======== Data for processing

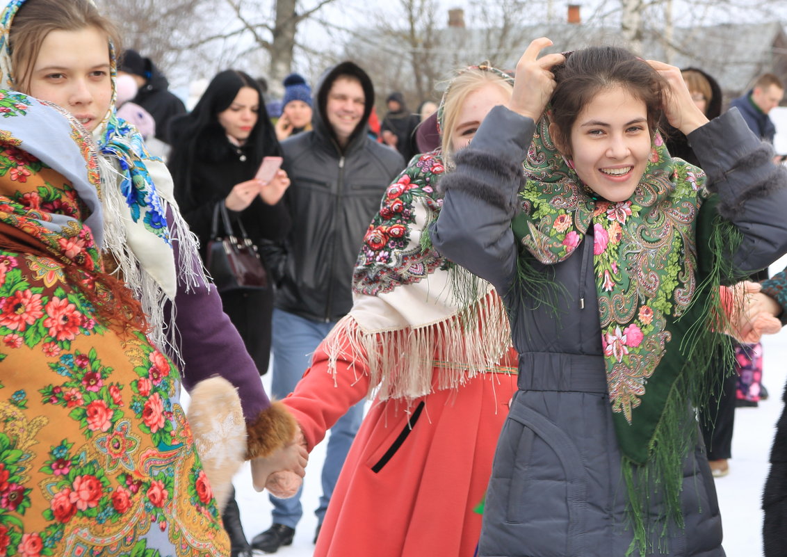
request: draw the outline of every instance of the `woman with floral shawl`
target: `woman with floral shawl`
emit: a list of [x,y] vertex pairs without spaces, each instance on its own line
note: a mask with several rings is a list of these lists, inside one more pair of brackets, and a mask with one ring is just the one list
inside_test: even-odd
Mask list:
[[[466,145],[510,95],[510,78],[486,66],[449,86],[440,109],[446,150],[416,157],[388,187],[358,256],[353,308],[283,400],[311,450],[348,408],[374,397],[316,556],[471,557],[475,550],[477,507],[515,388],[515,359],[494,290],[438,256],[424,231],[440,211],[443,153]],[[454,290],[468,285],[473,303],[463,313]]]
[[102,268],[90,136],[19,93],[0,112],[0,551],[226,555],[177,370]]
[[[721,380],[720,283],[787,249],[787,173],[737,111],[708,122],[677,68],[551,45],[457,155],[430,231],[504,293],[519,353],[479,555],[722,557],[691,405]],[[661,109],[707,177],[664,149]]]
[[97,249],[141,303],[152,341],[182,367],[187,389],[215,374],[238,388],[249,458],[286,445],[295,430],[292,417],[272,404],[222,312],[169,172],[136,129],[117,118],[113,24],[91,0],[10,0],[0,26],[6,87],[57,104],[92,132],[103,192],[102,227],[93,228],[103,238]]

================
======== Data for processing

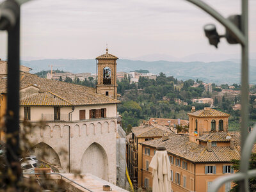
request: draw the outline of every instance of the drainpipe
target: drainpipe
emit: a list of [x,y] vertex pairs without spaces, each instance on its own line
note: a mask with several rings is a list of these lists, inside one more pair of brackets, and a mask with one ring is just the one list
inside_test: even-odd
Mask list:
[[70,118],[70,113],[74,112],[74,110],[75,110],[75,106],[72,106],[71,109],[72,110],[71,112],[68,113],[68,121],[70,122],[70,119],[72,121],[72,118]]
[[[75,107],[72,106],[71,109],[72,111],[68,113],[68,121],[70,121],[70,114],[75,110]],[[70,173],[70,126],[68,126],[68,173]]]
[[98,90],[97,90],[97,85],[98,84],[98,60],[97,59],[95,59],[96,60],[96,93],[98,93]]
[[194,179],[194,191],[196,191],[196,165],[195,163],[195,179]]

================
======== Data for processing

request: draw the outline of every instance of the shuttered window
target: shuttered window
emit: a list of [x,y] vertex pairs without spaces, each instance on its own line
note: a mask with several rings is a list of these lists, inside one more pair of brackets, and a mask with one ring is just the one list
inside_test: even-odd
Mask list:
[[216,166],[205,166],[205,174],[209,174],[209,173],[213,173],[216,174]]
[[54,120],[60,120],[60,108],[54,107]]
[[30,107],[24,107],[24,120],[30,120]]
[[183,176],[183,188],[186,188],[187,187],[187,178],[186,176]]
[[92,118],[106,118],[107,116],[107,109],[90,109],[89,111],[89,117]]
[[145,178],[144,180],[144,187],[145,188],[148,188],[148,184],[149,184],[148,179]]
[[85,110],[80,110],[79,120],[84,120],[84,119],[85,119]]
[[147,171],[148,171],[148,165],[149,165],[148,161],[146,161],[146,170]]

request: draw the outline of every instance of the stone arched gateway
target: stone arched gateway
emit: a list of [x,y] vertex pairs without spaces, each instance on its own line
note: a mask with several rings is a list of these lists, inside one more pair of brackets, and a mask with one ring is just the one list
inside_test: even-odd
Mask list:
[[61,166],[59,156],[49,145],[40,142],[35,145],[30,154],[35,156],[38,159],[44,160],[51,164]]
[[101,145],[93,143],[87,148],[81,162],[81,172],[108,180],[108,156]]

================

Gather every line of the listing above that contains the string "arched", treating case as significant, and copy each of those lines out.

▶ _Task solution_:
request: draw the outline of every instance of the stone arched gateway
target: stone arched gateway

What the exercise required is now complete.